#### GOAL OF THE EXERCISE:
Reproduce verbatim the rows below, beginning at the line that contains "Place one dot per instance of the gravel" and continuing through the last row. Include both the starting line and the final line.

[Dataset entries]
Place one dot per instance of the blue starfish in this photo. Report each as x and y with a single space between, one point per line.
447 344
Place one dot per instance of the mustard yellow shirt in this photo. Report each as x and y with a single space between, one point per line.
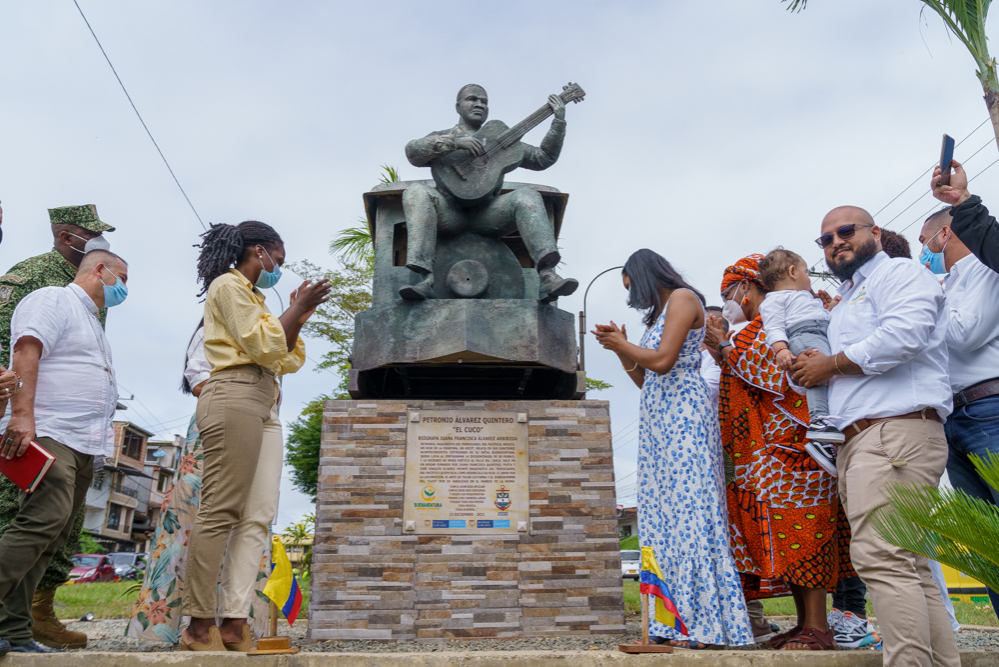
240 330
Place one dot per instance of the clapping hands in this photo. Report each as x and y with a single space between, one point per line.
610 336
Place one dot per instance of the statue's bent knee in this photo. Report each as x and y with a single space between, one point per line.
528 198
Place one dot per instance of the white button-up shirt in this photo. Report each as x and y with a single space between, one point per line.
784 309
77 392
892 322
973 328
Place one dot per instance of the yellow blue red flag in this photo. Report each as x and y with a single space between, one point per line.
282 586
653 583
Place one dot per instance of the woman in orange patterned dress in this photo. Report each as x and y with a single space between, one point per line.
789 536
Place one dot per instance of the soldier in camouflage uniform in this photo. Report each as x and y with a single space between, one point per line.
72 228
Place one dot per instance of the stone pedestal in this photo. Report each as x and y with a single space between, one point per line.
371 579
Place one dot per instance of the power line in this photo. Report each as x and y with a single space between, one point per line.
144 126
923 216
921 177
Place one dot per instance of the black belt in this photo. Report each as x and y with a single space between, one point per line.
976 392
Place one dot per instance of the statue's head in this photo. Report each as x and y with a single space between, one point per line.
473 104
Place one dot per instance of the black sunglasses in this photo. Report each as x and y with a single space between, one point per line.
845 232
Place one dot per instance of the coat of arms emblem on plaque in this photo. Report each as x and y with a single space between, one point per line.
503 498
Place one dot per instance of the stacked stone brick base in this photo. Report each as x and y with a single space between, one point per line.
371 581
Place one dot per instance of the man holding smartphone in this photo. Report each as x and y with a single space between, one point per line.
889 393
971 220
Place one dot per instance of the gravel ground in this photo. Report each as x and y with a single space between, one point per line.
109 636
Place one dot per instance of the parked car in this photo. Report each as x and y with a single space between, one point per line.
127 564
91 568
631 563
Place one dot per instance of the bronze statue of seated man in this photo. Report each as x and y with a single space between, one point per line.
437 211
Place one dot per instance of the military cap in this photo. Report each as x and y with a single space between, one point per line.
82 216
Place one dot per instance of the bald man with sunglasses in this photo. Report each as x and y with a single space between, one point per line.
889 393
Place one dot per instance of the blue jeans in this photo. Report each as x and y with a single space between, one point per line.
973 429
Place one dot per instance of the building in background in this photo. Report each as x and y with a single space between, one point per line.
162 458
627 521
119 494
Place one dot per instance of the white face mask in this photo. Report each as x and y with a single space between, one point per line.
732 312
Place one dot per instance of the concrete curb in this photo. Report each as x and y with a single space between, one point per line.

#### RESPONSE:
Place one dot per instance of the gravel ground in this photo. Report each as x and y with a single space between, one point per line.
109 636
Place one dot per instance of the parked car in this photo. Report each as x and y with a single space between, one point per line.
127 564
91 568
631 563
Place one dot per instance of the bronze statue of seated man in this photo. Report each as x and y with a single space between, one point per line.
437 211
Place one dot per instance of the military cap in this photo. Report each as x and y with a single space between, one point per line.
82 216
Place one dot per instance of the bald man with sunglasses in this photo. Report each as x and y with a single space between, one point per line.
889 393
Place one dot per instance of the blue jeans in this photo. Report each as x and y with a single space between, one point per line.
973 429
Place one dot per instance of the building in background in this photo. Report each as x and y with a single space between, one point per line.
162 458
627 521
119 494
Place one dot per instance of the white face mask in this photo. Report each as x and y with a single space between, one point per line.
732 312
Place one dot per instance of the concrete curb in this photo. Report each as x and y with a single space between, one point per line.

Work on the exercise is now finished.